WHAT IS REQUIRED: Which lines run from the one containing "-- for every" to the end of the listing? Copy them out exactly, leaving out the rest.

=-=-=-=-=

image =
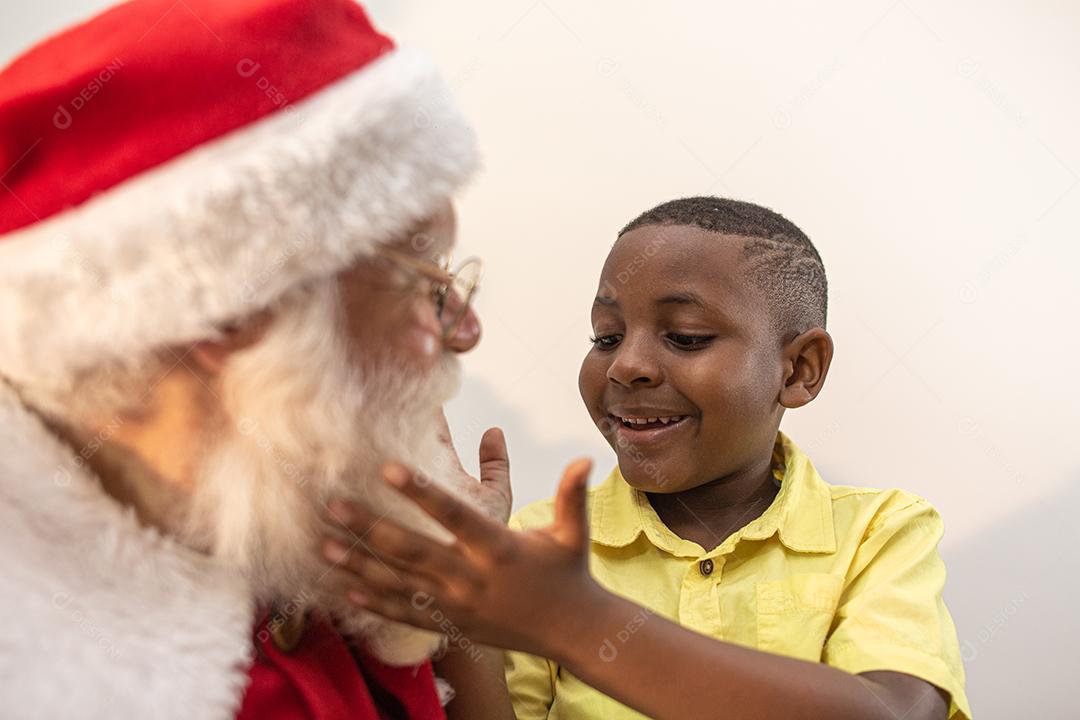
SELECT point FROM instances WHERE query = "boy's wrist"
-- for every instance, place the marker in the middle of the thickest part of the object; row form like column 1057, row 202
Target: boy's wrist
column 570, row 637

=-=-=-=-=

PROBLEM SOLUTION:
-- for every instance, place the marker in the middle of the thickest part of the object; row form like column 1057, row 202
Target: boy's wrist
column 570, row 637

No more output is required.